Text extract —
Paint Samples, suitable for the home, sourced from colors in literature. As seen in our two-hundredth issue.

Fox Stain1 Graham Greene2 Iteration Pudding3 Hood4
Fence5 Skipper’s Whiff6 Pizza7 Noise White8
Martyr’s Tongue9 League10 Funeral Suit11 Dead Sea12
Doze13 Dishwater Blonde14 Stupid Blue15 Dorsal16
Bible Black17 Lo’s Socks18 Poop Poop19 American Autumn20
Damned Spot21 Spit Black22 Georgie’s Pins23 Oatmeal Tweed24
Treasure Blue25 Nimbus Card26 Felon Yellow27 Wine-dark28

Annotations

  1. “The season’s ill— / we’ve lost our summer millionaire, / who seemed to leap from an L. L. Bean / catalogue. His nine-knot yawl / was auctioned off to lobstermen. / A red fox stain covers Blue Hill.” “Skunk Hour,” Robert Lowell.
  2. Graham Greene
  3. “But if you stir backward, the jam will not come together again. Indeed, the pudding does not notice and continues to turn pink just as before. Do you think this is odd?” ‘Arcadia,’ Tom Stoppard.
  4. “Her mother was excessively fond of her; and her grandmother doted on her still more. This good woman got made for her a little red riding hood.” “Little Red Riding Hood,” Charles Perrault.
  5. “Sighing, he dipped his brush and passed it along the topmost plank; repeated the operation; did it again; compared the insignificant whitewashed streak with the far-reaching continent of unwhitewashed fence, and sat down on a tree-box discouraged.” ‘The Adventures of Tom Sawyer,’ Mark Twain.

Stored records
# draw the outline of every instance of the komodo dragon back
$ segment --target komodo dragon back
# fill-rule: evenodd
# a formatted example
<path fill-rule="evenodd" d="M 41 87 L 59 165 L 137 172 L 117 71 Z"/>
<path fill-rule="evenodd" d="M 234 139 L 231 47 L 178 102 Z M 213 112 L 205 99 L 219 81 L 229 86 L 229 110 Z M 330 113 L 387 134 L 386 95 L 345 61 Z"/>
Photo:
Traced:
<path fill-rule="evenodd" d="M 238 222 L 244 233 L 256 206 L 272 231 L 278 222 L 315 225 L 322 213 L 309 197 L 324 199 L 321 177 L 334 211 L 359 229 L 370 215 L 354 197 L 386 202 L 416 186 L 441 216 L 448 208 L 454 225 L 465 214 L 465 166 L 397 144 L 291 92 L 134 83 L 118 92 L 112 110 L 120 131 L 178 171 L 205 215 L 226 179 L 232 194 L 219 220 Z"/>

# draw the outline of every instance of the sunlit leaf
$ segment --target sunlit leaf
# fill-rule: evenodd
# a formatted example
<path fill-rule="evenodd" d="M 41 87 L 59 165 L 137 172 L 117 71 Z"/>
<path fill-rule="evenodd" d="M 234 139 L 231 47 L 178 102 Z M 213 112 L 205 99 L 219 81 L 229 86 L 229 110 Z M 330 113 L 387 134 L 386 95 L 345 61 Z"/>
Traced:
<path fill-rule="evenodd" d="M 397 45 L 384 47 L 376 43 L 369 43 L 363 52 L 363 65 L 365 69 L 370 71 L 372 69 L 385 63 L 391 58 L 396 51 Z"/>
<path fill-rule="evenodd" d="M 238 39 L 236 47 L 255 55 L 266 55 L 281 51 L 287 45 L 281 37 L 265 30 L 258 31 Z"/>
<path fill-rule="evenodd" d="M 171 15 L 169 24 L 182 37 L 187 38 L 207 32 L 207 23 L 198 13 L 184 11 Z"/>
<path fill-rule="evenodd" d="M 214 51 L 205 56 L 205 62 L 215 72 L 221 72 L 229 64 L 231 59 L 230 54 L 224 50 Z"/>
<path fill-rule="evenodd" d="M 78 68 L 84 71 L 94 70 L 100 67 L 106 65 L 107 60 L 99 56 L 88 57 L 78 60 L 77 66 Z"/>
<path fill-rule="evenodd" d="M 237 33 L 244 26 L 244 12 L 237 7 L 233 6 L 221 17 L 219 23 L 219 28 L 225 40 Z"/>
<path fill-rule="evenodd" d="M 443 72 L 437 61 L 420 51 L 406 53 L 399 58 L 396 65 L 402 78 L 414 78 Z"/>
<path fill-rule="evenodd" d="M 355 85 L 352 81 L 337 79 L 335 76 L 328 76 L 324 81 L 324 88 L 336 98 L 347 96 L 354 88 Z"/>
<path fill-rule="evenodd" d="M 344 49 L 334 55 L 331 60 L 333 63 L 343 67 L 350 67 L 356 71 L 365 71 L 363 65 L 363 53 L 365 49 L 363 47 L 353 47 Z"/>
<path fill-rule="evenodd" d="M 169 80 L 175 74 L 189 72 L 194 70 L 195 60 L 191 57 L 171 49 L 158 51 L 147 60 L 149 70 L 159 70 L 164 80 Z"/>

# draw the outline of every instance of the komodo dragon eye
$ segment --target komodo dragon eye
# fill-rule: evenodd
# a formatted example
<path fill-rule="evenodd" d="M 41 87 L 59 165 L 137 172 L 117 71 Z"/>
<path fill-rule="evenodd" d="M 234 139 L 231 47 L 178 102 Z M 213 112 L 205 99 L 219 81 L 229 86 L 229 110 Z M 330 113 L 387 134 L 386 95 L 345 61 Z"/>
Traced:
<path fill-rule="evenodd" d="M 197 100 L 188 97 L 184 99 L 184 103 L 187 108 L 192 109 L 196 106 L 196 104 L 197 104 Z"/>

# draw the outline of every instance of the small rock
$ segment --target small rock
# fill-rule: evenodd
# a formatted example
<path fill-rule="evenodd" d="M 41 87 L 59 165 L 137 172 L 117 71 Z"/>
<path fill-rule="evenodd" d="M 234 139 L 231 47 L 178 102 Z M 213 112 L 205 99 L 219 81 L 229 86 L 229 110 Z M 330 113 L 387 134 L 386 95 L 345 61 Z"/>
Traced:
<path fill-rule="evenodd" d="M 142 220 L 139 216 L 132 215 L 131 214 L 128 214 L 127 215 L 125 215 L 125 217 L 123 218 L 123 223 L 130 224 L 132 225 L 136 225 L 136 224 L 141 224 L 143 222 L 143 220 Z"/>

* * *

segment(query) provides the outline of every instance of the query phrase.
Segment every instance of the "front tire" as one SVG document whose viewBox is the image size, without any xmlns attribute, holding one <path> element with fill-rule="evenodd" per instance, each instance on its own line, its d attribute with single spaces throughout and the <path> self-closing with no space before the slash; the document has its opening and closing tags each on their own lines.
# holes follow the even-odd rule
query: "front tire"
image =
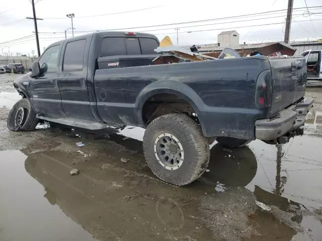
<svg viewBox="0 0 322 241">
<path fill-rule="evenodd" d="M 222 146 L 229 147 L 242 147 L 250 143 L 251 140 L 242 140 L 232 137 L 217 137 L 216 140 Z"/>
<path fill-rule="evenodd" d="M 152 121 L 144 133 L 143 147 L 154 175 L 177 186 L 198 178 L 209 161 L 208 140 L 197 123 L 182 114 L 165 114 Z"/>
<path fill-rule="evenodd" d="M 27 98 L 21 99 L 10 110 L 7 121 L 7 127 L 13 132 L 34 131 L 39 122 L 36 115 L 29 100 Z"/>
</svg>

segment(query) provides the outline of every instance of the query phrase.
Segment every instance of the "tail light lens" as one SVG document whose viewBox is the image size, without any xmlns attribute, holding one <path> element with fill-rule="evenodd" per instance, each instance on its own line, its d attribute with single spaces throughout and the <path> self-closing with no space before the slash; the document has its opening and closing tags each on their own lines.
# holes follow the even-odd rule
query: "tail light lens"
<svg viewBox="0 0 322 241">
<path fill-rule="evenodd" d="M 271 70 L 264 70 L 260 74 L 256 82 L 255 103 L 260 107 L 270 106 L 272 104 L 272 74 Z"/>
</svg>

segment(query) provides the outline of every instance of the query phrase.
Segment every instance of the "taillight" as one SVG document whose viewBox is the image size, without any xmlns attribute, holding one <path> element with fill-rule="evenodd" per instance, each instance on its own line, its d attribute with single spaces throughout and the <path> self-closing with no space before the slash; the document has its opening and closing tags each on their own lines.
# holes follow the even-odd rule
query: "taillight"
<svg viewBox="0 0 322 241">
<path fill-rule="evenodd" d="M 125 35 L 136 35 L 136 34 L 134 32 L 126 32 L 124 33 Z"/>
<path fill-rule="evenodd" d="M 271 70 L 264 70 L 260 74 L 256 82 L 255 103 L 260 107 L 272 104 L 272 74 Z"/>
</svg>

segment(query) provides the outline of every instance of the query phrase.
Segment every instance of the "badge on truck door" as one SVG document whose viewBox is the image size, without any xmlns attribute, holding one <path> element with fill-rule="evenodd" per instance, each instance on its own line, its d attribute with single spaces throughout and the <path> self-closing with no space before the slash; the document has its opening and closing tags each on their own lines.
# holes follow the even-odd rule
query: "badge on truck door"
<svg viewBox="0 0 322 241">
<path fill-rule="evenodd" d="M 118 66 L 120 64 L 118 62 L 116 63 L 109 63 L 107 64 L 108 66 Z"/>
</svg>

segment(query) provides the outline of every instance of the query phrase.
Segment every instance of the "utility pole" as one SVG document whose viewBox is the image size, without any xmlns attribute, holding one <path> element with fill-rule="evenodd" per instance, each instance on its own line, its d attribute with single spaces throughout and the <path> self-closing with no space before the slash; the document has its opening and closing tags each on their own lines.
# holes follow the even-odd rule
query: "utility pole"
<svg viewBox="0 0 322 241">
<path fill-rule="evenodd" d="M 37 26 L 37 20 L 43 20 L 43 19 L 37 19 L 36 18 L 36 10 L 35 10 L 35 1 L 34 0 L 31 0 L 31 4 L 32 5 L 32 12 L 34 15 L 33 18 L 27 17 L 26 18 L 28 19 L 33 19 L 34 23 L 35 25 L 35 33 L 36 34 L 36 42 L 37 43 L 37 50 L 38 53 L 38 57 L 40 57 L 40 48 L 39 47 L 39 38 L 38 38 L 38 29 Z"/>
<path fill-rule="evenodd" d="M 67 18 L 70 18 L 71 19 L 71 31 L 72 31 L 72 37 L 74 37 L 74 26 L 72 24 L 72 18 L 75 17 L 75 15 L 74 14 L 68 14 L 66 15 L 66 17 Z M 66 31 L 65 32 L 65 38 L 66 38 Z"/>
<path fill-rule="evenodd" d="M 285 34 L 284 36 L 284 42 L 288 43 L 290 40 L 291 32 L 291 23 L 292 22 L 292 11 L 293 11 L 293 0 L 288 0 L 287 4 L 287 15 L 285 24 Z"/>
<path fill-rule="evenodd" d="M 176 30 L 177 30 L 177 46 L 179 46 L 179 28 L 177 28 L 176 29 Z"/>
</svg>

==

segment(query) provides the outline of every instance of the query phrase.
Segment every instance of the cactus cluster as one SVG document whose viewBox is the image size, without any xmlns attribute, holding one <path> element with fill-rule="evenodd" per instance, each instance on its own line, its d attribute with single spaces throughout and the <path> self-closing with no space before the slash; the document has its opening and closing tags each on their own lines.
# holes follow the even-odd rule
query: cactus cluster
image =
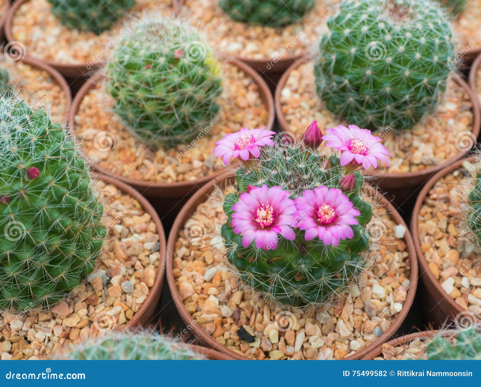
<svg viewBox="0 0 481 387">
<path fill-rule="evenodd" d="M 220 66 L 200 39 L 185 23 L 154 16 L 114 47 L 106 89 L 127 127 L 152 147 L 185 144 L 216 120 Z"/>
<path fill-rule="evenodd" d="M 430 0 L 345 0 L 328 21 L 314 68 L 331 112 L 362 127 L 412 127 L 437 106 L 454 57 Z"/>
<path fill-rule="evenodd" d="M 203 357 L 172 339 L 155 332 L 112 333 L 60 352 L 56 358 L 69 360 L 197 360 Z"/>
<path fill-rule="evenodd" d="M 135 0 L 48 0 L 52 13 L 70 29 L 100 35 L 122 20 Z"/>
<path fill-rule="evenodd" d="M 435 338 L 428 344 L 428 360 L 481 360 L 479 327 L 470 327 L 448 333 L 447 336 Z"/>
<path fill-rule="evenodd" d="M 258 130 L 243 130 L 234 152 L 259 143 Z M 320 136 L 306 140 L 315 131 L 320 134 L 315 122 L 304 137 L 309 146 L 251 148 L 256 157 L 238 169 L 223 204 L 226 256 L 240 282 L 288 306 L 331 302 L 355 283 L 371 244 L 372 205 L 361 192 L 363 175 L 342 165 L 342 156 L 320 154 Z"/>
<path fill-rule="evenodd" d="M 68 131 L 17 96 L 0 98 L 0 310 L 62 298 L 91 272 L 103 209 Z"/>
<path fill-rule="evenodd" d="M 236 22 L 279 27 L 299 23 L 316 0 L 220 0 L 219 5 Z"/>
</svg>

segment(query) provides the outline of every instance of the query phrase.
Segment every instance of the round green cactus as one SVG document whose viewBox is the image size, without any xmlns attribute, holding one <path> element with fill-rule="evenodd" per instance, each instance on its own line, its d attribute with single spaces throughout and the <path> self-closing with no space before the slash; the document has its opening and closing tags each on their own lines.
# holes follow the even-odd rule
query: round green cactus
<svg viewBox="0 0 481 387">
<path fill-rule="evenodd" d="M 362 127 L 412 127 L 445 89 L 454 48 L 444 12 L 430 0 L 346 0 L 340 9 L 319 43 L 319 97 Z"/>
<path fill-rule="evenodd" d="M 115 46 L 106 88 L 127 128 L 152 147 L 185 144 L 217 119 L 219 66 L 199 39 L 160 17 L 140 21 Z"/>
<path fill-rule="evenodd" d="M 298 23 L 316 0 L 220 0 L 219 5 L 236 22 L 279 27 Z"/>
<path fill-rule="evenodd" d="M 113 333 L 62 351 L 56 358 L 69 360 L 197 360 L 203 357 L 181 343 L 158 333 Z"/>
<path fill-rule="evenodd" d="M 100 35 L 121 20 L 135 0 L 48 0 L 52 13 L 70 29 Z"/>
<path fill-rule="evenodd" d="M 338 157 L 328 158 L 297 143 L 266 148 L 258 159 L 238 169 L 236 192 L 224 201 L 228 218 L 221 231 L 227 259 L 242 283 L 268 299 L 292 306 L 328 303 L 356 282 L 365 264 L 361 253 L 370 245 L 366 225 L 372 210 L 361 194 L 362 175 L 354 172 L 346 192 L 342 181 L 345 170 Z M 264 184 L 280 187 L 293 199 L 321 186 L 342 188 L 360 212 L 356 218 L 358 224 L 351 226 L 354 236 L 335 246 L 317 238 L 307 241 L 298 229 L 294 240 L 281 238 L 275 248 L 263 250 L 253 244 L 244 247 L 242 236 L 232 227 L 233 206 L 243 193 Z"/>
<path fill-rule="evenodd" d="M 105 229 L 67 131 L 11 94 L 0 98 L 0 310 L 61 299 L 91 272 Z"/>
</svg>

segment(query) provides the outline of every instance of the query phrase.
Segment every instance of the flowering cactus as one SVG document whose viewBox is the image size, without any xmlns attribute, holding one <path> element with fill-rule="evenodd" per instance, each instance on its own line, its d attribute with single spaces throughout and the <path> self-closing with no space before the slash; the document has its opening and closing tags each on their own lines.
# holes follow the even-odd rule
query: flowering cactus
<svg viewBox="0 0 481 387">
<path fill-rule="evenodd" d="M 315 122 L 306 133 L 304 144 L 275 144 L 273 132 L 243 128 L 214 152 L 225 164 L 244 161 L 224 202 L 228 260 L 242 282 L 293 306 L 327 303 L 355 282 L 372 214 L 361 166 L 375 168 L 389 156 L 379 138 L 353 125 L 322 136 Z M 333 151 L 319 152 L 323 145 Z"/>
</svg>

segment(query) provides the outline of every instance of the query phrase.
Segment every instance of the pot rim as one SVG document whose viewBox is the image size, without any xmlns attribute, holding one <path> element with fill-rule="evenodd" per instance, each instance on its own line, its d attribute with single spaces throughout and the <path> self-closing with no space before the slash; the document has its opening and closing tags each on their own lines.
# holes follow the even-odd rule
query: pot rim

Aim — Please repeat the stretch of the text on paint colors from literature from "2. Graham Greene" through "Sawyer,’ Mark Twain.", word for word.

Task solution —
2. Graham Greene
  3. “But if you stir backward, the jam will not come together again. Indeed, the pudding does not notice and continues to turn pink just as before. Do you think this is odd?” ‘Arcadia,’ Tom Stoppard.
  4. “Her mother was excessively fond of her; and her grandmother doted on her still more. This good woman got made for her a little red riding hood.” “Little Red Riding Hood,” Charles Perrault.
  5. “Sighing, he dipped his brush and passed it along the topmost plank; repeated the operation; did it again; compared the insignificant whitewashed streak with the far-reaching continent of unwhitewashed fence, and sat down on a tree-box discouraged.” ‘The Adventures of Tom Sawyer,’ Mark Twain.